-- START MATERIAL SUPPLIED --

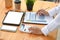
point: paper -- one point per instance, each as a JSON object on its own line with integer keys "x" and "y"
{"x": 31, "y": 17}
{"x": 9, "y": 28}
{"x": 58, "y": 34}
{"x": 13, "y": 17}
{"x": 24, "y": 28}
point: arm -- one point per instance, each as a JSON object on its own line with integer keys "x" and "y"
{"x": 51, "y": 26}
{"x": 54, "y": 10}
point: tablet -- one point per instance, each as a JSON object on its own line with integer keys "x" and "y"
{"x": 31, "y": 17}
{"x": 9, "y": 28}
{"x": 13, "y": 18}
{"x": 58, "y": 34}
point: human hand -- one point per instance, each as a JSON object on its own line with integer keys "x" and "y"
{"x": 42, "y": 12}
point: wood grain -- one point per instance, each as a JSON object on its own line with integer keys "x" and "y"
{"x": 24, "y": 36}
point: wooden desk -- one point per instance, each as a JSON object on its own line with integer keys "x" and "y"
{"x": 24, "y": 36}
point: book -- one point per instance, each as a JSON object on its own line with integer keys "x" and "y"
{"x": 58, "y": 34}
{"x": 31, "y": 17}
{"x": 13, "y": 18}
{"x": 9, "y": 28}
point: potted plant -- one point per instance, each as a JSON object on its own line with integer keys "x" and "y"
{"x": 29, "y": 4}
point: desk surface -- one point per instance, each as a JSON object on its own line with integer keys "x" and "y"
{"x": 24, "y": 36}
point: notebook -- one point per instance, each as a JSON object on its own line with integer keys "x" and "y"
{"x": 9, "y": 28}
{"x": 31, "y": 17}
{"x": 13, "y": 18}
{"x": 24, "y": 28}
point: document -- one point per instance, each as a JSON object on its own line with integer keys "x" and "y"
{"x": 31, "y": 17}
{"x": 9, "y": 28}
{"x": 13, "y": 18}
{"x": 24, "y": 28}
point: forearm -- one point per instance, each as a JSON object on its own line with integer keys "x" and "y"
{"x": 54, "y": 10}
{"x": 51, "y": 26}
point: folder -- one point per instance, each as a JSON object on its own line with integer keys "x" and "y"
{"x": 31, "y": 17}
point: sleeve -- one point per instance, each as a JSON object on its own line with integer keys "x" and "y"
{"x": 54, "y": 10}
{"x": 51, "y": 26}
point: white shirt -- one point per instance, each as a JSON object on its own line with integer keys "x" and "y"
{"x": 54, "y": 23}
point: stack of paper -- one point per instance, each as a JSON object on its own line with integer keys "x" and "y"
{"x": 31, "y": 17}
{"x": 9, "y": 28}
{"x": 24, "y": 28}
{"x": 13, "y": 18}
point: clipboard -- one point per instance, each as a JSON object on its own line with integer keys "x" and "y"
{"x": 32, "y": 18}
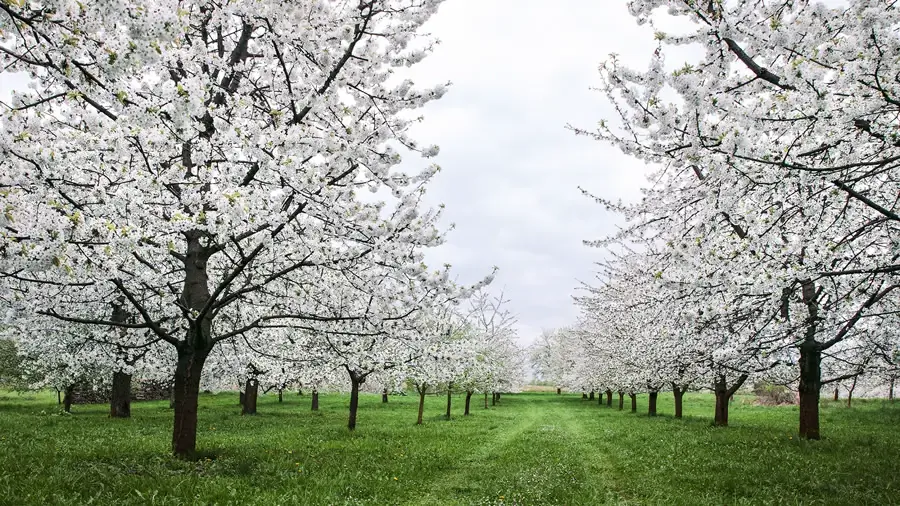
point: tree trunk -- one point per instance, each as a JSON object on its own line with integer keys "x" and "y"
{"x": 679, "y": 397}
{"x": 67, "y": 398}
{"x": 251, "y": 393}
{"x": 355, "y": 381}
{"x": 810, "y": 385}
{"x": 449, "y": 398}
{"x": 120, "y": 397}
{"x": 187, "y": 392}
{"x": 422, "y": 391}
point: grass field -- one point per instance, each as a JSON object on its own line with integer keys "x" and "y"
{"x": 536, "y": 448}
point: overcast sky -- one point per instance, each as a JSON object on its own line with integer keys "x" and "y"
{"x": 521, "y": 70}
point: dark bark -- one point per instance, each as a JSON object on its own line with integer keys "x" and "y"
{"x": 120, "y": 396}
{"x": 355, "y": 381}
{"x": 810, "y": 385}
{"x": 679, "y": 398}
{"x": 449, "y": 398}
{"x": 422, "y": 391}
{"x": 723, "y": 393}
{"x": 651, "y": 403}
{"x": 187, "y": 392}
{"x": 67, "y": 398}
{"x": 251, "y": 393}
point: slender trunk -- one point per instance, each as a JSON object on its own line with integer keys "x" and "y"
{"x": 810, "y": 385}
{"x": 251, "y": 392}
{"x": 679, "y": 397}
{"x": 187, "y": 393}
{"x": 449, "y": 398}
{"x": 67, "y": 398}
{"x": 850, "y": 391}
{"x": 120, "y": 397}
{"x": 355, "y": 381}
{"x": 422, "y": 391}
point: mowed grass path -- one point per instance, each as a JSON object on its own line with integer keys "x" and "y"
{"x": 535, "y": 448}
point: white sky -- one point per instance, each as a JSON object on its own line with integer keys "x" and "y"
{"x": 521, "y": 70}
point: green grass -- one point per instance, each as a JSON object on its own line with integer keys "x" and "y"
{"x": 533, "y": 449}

-- END MATERIAL SUPPLIED --
-- START MATERIAL SUPPLIED --

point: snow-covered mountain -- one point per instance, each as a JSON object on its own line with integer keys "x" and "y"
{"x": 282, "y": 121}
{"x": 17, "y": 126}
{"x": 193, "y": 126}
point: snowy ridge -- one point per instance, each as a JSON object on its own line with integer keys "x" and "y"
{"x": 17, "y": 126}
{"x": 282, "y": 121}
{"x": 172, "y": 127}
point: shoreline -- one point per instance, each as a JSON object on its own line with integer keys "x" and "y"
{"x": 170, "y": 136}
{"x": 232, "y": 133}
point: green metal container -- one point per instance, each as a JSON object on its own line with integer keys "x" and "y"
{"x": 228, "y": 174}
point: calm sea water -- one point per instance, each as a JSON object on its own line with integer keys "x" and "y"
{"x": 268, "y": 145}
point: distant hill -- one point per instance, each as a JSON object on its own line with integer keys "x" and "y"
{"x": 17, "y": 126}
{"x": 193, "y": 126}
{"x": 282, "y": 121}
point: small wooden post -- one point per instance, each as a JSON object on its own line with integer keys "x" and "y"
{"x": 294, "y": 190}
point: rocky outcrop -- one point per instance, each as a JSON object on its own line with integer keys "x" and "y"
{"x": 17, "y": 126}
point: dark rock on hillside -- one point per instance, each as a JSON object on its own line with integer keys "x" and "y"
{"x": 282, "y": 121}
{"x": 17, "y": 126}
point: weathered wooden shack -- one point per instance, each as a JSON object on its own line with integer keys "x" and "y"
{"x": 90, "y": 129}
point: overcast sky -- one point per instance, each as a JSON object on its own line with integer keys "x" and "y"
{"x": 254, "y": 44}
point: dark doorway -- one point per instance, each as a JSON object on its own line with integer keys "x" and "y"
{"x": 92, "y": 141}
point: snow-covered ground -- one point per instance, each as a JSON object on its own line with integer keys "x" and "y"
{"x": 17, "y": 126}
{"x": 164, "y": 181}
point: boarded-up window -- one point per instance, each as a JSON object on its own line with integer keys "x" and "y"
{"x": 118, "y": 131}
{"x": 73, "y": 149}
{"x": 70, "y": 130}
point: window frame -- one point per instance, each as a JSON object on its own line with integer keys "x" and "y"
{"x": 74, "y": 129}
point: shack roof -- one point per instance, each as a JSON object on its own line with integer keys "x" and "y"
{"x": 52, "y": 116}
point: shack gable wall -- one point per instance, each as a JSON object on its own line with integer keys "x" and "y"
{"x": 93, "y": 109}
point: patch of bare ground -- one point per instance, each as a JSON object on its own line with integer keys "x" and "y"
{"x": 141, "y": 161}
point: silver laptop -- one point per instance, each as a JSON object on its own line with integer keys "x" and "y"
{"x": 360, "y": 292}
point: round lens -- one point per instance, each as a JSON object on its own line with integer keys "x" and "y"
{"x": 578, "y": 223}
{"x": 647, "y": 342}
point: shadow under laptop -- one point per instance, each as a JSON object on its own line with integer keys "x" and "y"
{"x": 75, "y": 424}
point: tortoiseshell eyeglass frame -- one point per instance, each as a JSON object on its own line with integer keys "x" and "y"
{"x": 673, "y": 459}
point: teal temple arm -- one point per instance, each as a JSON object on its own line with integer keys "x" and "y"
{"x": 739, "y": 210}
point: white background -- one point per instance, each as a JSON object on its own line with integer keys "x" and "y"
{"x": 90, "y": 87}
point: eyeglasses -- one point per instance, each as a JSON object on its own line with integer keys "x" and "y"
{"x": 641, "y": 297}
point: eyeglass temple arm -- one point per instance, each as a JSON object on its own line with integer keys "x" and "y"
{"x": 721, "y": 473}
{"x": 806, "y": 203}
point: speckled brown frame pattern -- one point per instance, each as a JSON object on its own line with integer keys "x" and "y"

-- END MATERIAL SUPPLIED --
-- START MATERIAL SUPPLIED --

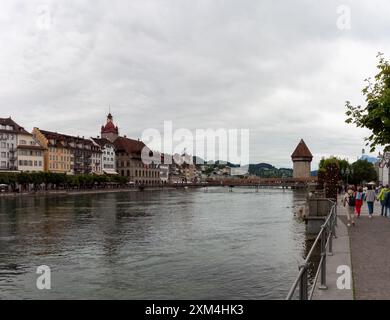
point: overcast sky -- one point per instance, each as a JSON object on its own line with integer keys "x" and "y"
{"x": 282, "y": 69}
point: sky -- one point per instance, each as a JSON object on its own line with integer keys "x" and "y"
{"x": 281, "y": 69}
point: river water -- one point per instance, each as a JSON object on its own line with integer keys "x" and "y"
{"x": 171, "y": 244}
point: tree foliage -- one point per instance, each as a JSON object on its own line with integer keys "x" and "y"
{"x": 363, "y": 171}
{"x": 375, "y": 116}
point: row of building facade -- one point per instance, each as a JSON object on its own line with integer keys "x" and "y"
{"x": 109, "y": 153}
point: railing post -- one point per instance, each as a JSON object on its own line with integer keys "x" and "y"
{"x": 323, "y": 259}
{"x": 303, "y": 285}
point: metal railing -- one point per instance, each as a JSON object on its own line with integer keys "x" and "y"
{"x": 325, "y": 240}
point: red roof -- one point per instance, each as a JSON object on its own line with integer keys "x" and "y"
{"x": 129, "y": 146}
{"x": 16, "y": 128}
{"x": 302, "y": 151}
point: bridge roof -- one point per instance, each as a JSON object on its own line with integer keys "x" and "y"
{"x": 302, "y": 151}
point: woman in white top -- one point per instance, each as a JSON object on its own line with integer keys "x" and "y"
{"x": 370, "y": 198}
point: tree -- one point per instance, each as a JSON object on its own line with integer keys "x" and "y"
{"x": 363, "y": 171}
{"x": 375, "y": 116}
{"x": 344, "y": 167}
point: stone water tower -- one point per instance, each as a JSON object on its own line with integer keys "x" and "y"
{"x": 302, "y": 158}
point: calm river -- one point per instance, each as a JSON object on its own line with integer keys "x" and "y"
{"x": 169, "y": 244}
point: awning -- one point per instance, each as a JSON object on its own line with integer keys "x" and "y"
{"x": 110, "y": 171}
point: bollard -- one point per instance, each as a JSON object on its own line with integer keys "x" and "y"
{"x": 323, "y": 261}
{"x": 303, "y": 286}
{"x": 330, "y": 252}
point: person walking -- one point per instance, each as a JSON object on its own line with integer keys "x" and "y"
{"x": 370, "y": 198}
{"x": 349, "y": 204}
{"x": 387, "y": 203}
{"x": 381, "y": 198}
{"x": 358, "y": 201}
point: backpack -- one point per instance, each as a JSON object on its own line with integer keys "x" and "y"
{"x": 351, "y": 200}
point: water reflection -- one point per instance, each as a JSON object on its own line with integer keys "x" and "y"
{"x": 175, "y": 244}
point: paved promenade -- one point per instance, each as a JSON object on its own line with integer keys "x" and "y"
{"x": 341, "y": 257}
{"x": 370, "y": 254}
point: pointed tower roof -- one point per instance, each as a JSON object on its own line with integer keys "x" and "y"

-- END MATERIAL SUPPLIED --

■ PROMPT ■
Can you render the records starting at the line containing "point: backpack -- one" and ending at the line containing "point: pointed tower" as a numbered list, leaving out any blank lines?

■ SOLUTION BELOW ■
1. point: backpack -- one point per instance, each as a JSON object on its own line with integer keys "x" and "y"
2. {"x": 351, "y": 200}
3. point: water reflection -- one point per instance, each as a JSON object on its own line with integer keys "x" and "y"
4. {"x": 175, "y": 244}
5. point: paved promenade -- one point per instance, each as a JSON object on its own line with integer keys "x" and "y"
6. {"x": 341, "y": 257}
7. {"x": 370, "y": 254}
8. point: pointed tower roof -- one point per instance, each as a JSON object on its own line with integer keys "x" and "y"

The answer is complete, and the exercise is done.